**WHAT YOU WILL DO**
Continue the article about KBR's partnerships with agencies, starting after its final sentence.

------ DOCUMENT EXTRACT

Either way, says Hyland, KBR spends time with every agency, working at a strategic level to understand just what the client actually needs.
“We like to think that the KBR model has a consultative and collaborative mindset that transcends the type of product,” he says.
But what of the much-rumoured in-house digital takeover? How does KBR intend to compete in a market where more and more agencies are starting to perform digital services in-house?
“Well that’s already the reality for some of the reasonably-sized agencies we’re working with,” he says frankly. “For us, it’s just not about competing with them; it’s about partnering with them.”
“We’re always evolving with our agencies so we are continually offering services that support and supplement what they are doing, regardless of the circumstance. We have in excess of 25 platforms, so we can manage implementation strategy, we can manage the planning or we can come in at whatever level needed. Every agency relationship we have is highly unique and bespoke.”
“Simply put, we’re not trying to ‘protect our interests’ so to speak. We believe in our service and we believe in trying to foster relationships that transcend products.”
One demand the company is increasingly responding to is the seemingly never-ending appetite for marketing content production.
“A lot of marketers have generally stayed away from the content side of things, but we feel like we should be able to support our clients in whatever way they need,” says Hyland. “We want to be able to just plug in whatever they want us to plug in.”
To that end the company has established a partnership with a US content company that gives them access to a pool of more than 1500 experienced writers.

------------
------ SUPPLIED MATERIAL

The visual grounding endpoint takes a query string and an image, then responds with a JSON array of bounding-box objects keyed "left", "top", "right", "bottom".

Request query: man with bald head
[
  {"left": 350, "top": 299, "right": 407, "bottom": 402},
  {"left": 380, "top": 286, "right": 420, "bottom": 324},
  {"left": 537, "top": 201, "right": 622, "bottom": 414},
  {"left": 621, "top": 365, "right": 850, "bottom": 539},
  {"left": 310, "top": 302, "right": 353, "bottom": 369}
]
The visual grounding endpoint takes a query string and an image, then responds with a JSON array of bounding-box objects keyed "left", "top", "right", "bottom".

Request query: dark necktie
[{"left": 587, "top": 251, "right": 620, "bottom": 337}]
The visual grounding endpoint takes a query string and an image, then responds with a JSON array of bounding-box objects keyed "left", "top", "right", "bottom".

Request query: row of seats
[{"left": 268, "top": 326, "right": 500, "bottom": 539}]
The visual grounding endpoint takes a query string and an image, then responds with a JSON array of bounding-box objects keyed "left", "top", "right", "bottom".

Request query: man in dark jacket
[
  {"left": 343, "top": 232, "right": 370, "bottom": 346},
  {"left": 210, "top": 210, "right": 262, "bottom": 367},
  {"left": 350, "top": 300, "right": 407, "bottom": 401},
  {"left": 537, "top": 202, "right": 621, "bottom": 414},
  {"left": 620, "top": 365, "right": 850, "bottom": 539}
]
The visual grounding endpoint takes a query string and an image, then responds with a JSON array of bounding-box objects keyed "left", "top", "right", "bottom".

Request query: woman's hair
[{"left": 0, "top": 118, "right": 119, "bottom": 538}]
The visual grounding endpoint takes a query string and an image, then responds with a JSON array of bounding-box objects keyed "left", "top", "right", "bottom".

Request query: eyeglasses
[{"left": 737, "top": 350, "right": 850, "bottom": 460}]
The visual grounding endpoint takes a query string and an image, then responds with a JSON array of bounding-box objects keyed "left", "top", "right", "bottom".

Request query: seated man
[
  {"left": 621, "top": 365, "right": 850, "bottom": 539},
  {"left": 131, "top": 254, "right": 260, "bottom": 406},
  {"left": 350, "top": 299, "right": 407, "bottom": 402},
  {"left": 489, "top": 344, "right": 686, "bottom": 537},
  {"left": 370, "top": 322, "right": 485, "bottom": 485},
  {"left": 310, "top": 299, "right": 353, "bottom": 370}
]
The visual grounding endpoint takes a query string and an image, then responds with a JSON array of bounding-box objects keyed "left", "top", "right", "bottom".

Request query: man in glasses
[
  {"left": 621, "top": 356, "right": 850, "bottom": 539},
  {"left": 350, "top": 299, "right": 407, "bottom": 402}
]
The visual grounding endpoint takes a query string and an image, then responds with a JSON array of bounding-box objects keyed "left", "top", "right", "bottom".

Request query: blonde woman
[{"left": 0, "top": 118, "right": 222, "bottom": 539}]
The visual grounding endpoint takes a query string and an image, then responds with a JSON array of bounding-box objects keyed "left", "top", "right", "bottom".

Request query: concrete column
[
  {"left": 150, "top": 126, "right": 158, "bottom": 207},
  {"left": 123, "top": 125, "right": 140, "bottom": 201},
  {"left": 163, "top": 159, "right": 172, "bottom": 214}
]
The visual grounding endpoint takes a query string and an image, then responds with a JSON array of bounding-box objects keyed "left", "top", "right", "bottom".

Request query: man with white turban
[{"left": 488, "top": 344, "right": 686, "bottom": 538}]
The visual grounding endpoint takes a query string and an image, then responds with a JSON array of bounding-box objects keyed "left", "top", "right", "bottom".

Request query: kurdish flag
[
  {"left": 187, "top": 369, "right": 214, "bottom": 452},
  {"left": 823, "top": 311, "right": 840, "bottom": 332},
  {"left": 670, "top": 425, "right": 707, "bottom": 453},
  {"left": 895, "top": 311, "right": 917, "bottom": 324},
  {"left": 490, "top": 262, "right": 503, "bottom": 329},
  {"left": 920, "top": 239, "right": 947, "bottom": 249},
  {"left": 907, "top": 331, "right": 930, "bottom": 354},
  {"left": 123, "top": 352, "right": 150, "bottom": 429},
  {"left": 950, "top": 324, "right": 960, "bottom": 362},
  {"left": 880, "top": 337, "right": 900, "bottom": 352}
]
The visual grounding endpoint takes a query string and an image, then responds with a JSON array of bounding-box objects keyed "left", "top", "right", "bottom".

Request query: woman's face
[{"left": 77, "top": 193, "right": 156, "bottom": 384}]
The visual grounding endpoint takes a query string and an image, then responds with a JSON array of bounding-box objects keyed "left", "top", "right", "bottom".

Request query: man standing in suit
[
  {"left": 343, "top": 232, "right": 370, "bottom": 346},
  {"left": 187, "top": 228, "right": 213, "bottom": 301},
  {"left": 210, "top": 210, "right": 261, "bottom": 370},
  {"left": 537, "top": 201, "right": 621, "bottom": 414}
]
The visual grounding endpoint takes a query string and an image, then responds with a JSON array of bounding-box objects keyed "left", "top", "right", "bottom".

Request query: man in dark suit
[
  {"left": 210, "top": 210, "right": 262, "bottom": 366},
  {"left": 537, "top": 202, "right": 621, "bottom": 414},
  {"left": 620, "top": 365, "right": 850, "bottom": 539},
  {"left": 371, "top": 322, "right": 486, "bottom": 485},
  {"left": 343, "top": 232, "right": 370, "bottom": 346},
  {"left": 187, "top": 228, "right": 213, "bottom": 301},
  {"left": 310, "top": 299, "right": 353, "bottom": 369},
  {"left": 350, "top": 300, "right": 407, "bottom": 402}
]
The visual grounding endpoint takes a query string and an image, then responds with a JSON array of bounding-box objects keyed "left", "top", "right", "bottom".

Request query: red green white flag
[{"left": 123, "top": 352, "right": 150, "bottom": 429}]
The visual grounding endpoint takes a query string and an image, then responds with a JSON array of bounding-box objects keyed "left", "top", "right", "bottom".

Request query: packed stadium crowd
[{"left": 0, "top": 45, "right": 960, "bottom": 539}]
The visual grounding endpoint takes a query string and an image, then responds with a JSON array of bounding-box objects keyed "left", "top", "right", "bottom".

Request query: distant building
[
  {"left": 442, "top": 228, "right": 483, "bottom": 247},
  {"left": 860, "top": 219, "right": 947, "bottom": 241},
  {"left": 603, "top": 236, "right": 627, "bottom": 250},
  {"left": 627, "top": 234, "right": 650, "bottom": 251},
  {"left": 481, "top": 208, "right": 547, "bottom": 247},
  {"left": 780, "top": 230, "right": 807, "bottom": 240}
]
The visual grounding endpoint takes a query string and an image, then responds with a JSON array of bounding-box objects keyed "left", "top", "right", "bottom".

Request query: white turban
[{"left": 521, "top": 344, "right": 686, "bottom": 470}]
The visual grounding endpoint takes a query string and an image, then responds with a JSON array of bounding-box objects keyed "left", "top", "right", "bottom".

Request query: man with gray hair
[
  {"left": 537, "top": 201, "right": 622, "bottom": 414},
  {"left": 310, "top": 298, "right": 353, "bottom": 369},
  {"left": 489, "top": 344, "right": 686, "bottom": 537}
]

------------

**RESPONSE BOX**
“It’s very new for us, so we’ll have to wait and see what comes of it, but ultimately it’s about being able to supply what our clients want. If that’s what they need, then we’ve got the means.”
Hyland says the next logical step for the company is to develop its social listening capabilities. The company has recently partnered with Salesforce and via their social listening platform can monitor the keywords and sentiment that sits around brands within social channels and the blogosphere.
“We can then use that information and insight to engage with customers better,” he says. “We can monitor what’s being said, use our search tools to find different keywords and then use that knowledge to inform the content we create.”
And speaking of sentiment, anyone with an eye on the industry is well aware of the growing public and regulatory concern about the reach digital advertisers and the capabilities at their command: Case in point, the Facebook/Cambridge Analytica scandal. What does Hyland think about the current state of affairs?
“I really feel that the brand of the digital advertising industry as a whole has taken a hit over the past 12 months,” he says. “As an industry we need to step up and work together to really address these issues.”
“There’s a lot of distrust out there at the moment and that’s the challenge for us as practitioners. We know there’s an awful lot of BS out there, but we also know that most of us in the industry are really focused on working through these issues.”
But for now, Hyland and co. are focused on the long game, cultivating current agency relationships and looking to grow.
“We’ve got a two-to-three-year plan to bring in some additional agencies and we’re looking into other markets abroad, but honestly, we’re most focused on caring for those agencies we currently work with,” he says.
“For us, every day is unique, and that’s an exciting place to be. We’ve built some great relationships and that’s a huge part of who we are.”